Activity
Each line of the listing that holds "roof" counts once; report how many there are, and nothing more.

Records to use
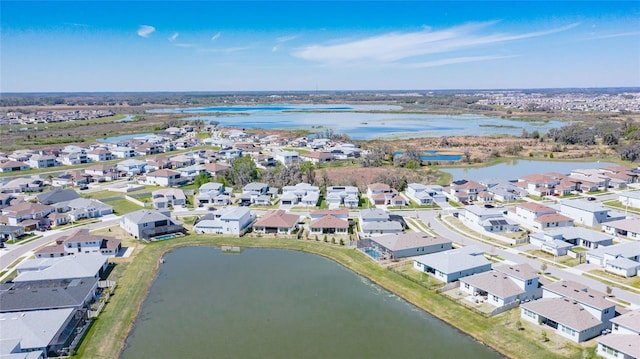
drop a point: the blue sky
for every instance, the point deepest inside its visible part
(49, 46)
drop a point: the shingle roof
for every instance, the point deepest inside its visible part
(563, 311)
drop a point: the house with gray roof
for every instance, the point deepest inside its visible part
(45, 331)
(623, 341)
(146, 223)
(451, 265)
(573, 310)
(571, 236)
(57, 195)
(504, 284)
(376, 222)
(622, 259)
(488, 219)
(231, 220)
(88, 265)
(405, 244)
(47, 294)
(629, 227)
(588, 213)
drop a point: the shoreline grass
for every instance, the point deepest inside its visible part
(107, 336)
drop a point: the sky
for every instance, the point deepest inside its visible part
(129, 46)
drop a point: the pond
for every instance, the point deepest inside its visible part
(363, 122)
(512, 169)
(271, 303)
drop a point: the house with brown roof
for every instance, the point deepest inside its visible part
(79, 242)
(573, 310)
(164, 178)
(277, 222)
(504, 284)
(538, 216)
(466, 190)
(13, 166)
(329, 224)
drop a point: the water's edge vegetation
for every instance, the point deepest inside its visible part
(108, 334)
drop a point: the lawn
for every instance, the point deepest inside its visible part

Answer to this exercise
3